### Task goal:
Without the images, repeat every line of the listing verbatim.

Start of Extracted entries

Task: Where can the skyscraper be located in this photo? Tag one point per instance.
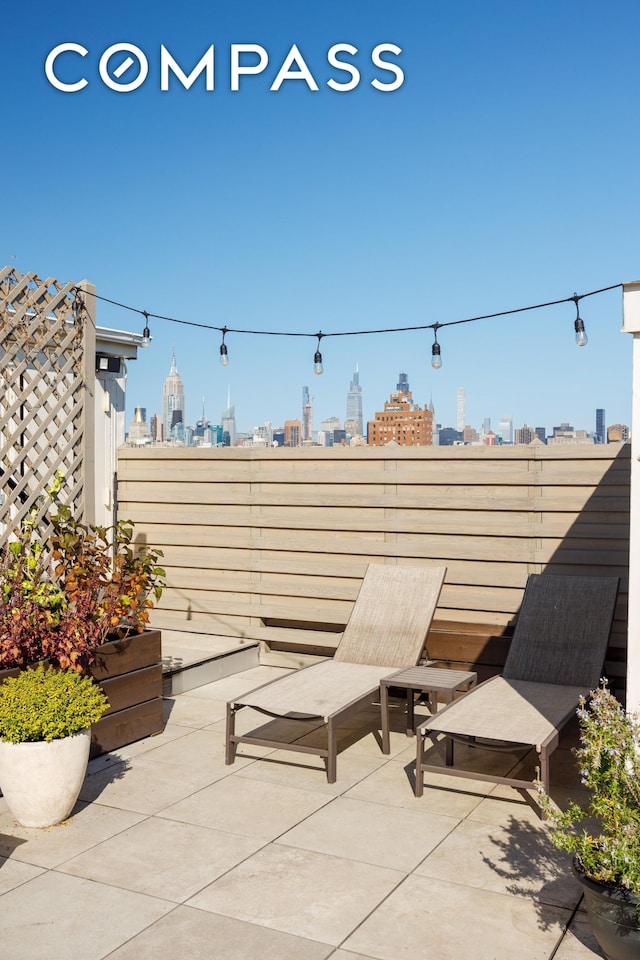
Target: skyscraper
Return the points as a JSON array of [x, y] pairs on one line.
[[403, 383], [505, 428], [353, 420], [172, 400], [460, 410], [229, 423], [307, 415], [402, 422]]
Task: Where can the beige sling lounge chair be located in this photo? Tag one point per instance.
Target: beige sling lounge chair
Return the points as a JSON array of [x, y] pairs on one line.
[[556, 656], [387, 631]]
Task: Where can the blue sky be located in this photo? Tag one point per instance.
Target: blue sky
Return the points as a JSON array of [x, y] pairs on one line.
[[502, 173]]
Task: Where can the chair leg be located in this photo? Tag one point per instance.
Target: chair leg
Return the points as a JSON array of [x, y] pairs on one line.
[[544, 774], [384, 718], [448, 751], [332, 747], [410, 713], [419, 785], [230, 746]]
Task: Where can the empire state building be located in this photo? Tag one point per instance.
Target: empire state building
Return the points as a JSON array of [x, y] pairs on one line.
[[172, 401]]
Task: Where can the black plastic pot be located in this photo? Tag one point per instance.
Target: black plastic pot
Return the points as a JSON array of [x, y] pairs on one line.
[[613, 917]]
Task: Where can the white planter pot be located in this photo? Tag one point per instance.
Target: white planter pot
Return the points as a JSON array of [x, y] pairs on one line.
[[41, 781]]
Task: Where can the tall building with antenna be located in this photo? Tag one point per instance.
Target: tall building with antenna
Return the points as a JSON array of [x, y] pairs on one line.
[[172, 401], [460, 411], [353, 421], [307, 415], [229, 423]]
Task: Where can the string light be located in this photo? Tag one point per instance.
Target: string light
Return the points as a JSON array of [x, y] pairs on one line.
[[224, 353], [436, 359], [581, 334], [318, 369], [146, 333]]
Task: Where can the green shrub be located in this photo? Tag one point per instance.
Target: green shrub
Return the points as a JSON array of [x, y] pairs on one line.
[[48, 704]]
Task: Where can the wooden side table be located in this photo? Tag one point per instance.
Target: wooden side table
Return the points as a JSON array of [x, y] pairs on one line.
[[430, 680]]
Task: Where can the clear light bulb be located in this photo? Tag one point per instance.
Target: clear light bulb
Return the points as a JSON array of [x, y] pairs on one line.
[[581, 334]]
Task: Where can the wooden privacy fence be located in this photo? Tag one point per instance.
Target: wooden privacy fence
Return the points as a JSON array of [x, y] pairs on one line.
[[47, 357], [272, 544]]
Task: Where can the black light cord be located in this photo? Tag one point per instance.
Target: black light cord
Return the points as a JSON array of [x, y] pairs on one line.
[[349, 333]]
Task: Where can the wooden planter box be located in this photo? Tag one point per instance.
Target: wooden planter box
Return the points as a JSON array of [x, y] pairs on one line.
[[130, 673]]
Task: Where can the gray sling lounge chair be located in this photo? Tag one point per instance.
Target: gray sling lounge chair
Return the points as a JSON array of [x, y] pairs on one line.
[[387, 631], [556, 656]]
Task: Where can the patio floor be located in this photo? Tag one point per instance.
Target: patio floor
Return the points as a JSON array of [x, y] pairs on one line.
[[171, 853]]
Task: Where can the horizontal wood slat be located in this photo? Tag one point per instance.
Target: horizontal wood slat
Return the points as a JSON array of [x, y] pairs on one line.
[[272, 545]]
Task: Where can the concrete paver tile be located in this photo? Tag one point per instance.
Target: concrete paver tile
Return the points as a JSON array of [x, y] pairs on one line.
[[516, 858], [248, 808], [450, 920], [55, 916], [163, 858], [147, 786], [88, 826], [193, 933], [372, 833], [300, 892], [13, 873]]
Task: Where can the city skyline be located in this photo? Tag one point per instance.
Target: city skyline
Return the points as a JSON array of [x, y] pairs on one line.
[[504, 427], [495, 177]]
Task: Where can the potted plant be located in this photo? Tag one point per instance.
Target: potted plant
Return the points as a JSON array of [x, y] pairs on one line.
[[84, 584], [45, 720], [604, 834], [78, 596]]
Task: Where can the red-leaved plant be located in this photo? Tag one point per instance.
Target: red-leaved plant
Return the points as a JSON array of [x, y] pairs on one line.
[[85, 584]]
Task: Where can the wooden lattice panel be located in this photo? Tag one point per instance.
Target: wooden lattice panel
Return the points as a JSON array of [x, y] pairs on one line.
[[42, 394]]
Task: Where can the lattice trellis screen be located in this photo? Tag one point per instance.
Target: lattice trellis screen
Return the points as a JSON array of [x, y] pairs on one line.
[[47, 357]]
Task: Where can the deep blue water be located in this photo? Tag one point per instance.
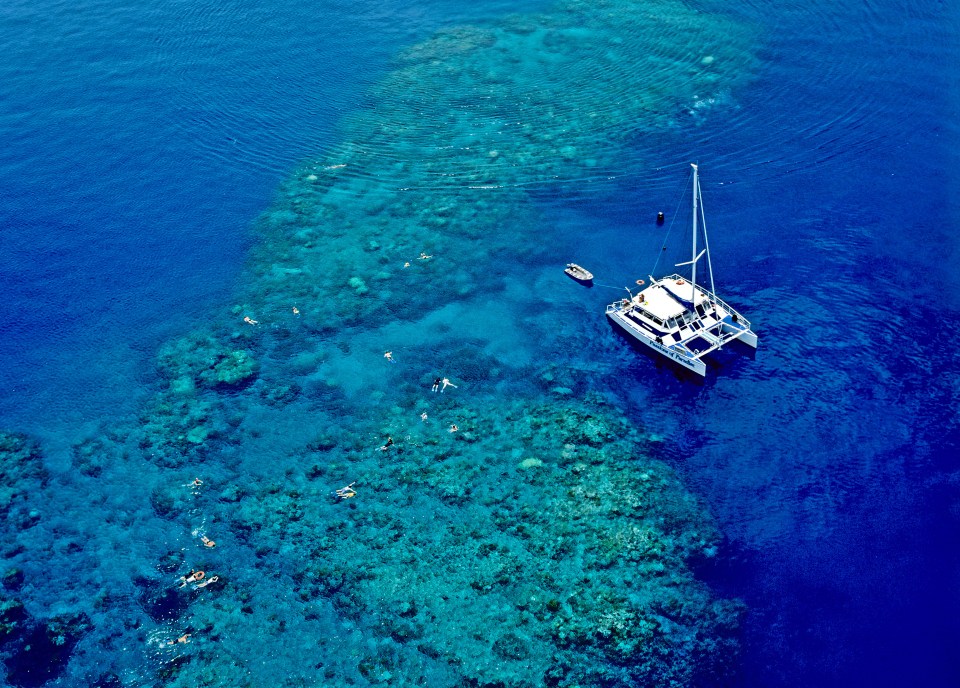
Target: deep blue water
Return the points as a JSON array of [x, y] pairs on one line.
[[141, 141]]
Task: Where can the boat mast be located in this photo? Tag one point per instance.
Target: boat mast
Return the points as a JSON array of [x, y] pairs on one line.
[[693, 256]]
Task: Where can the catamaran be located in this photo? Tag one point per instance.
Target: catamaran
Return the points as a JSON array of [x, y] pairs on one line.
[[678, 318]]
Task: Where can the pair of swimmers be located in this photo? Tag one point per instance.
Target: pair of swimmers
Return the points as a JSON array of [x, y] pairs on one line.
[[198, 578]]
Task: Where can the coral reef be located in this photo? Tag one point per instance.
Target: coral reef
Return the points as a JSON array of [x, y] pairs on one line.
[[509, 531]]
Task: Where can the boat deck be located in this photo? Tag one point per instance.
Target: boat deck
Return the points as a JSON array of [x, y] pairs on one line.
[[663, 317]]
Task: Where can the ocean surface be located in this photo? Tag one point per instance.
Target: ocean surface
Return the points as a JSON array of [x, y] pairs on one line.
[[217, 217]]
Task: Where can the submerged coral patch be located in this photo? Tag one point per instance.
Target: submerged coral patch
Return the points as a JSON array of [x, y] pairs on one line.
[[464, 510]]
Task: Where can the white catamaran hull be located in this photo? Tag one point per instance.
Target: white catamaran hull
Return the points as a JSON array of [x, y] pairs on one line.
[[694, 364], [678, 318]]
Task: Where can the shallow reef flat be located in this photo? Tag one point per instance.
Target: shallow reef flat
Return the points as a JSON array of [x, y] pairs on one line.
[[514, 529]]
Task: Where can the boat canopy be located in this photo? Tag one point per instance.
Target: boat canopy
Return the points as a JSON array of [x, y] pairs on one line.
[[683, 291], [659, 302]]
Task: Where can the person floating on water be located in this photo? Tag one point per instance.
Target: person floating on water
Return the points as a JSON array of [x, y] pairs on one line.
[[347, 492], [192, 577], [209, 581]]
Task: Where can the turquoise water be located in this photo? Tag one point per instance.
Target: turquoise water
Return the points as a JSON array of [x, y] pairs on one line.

End of Extracted entries

### Response below:
Task: Where can the skyscraper be located in this photo? Tag one point per instance.
Target: skyscraper
Return the points as a JSON array of [x, y] pairs on one line.
[[403, 383], [505, 428], [353, 420], [172, 400], [460, 410], [229, 423], [307, 415], [402, 422]]
Task: Where can the beige sling lounge chair be located in this photo? Tag one point per instance.
Target: beige sling lounge chair
Return the points as a JSON array of [x, y] pairs on one line.
[[556, 656], [387, 631]]
Task: Where can the blue sky be located in this photo? Tag one point per instance.
Target: blue sky
Return the points as a JSON array of [x, y] pairs on one line.
[[502, 173]]
Task: Where can the chair leg be located in this photo? Tag one point per instance.
Target: chair leg
Return the points as a JSON array of [x, y] pairs on one line.
[[544, 774], [384, 718], [448, 751], [332, 747], [410, 713], [419, 785], [230, 746]]
Task: Where can the empire state building be located in this photo? Tag one point per instance.
Target: empire state building
Return the points as a JSON array of [x, y] pairs on one line.
[[172, 401]]
Task: Where can the black plastic pot be located in this photo? Tag one point per instance.
Target: black plastic pot
Return the points as a JSON array of [x, y] pairs on one line.
[[613, 917]]
Task: Where can the white planter pot be located in this photo? Tag one point per instance.
Target: white planter pot
Return the points as a JSON array of [x, y] pairs on one line.
[[41, 781]]
Task: Where can the tall building with antenna be located in this photo? Tag one point per instance.
Target: tall building with antenna
Return the points as a JSON array of [x, y] pairs on one line.
[[172, 401], [460, 411], [353, 421], [307, 415], [229, 423]]
Task: Where can the string light be located in this photo? Tag one point per instance.
Target: string light
Return the points as a JSON array of [x, y] pairs on one line.
[[224, 353], [436, 359], [581, 334], [318, 369], [146, 333]]
Task: Where can the green shrub be located in this photo? Tag one point per instance.
Target: green shrub
Return the points as a JSON array of [x, y] pairs on one line.
[[48, 704]]
Task: Where can the wooden side table be located in this photo? Tag one point per instance.
Target: wooden side table
Return the points as a JSON array of [x, y] pairs on one line.
[[430, 680]]
Task: Where can the clear light bulb be located in this photo? Tag one point per instance.
Target: clear light bulb
Return the points as a JSON array of [x, y] pairs on one line.
[[581, 334]]
Task: Where can the wooden privacy fence be located in this photo? Tag one point per instance.
Target: wooden privacy fence
Return the points as a JSON array of [x, y] pairs on one line.
[[47, 357], [272, 544]]
Task: Where can the black light cord be located in this photo? Tag one point per instance.
Target: black light cord
Return the points as a JSON array of [x, y] pairs on one line.
[[349, 333]]
Task: Where can the wooden planter box be located in this photo? Tag one point per instance.
Target: wooden planter box
Return the points as a JSON array of [x, y] pairs on one line.
[[130, 673]]
Task: Where can the gray sling lounge chair be located in this photo? Tag one point per instance.
Target: gray sling lounge chair
Return the points as a JSON array of [x, y] pairs on one line.
[[387, 631], [556, 656]]
Task: Where can the patio floor be located in this photo? Tag one point per instance.
Target: patio floor
Return the points as a JSON array of [x, y] pairs on one line.
[[171, 853]]
Task: Where can the horizontal wood slat be located in this photo? Tag one point per instance.
Target: horizontal wood slat
Return the points as a JSON array of [x, y] pairs on one line.
[[272, 545]]
Task: Where can the concrete paver tile be located in this photo? Tag one point per instance.
Target: concrete paver tile
Return the points as a JSON array of [x, y] pairs on one line.
[[516, 858], [248, 808], [450, 920], [55, 916], [163, 858], [147, 786], [88, 826], [193, 933], [372, 833], [300, 892], [13, 873]]
Task: Where can the city skyline be located in this photo? Tag one point per instance.
Target: city skyline
Return the points as a JSON array of [x, y] pairs on one line.
[[504, 427], [495, 177]]
Task: Where can the potted plant be located in this photo? Tag one point per instance.
Target: potted plant
Return the points as a JSON array of [x, y] pairs on one line.
[[84, 584], [45, 720], [604, 834], [78, 596]]
Task: Where can the red-leaved plant be located in this photo? Tag one point per instance.
Target: red-leaved plant
Return the points as a JSON array of [x, y] pairs on one line.
[[85, 584]]
Task: Where can the wooden lattice panel be located in this photo? Tag one point per instance.
Target: wooden lattice panel
Return the points as a JSON array of [x, y] pairs on one line.
[[42, 394]]
Task: Where can the lattice trellis screen be located in this photo? Tag one point per instance.
Target: lattice trellis screen
Return the points as a JSON array of [x, y] pairs on one line.
[[47, 357]]
Task: Where can the deep blue water be located in this photo? Tag one point per instance.
Target: deep blue water
Return the points as a JSON array of [x, y] pairs on one line.
[[141, 141]]
Task: Where can the boat mast be located in this photo? Tag one point per instance.
Target: boat mast
Return the points as a JSON array of [x, y] pairs on one line.
[[693, 256]]
Task: Where can the catamaran be located in this photo? Tag one point per instance.
Target: catamaran
Return the points as a JSON array of [x, y] pairs on one line.
[[678, 318]]
Task: Where can the pair of swimmers be located in this photo? Tag one point per instance.
Target: pair of swimmers
Return the points as a JSON array of [x, y] pairs on one line.
[[198, 578]]
Task: Where can the coral reef be located in this photo? Tag one point per instance.
Target: coral reef
Return the points as a JSON array of [x, y] pairs on one line.
[[509, 531]]
Task: Where can the boat deck be located in this photo? Tag one point per instance.
Target: boat deck
Return the points as a JSON array of [x, y] pairs on one line.
[[663, 317]]
Task: Where can the ocean surface be located in this photo? Tag one point per instance.
Target: ocean surface
Return the points as a JSON array of [x, y] pairs on one line.
[[217, 217]]
Task: Where can the submerged coral patch be located in this photo? Tag one point per instance.
Target: submerged coral patch
Return the points as a JSON array of [x, y] pairs on one line.
[[464, 510]]
Task: Where can the white catamaran hull be located in this photo? Tag one point per instance.
Target: white catamaran hull
Return the points as a JSON array of [x, y] pairs on one line.
[[694, 364], [678, 318]]
Task: Where can the shallow reef flat be located in this photo? Tag one point per instance.
Target: shallow reef flat
Return the points as a JSON array of [x, y] pairs on one line.
[[514, 529]]
Task: Where can the boat canopy be located in this photo? Tag one point per instance.
Target: boat canopy
Return the points as a JSON array of [x, y] pairs on one line.
[[683, 291], [659, 302]]
Task: Where can the person floating on water be located in this photo? Tag one point per instance.
Target: person floating on water
Return the points as a JSON array of [x, y] pairs on one line.
[[347, 492], [192, 577], [209, 581]]
Task: Where can the turquoise water be located in this photo? Tag one point per instance.
Target: turquoise water
Return the points as a JSON array of [x, y] pairs on one line.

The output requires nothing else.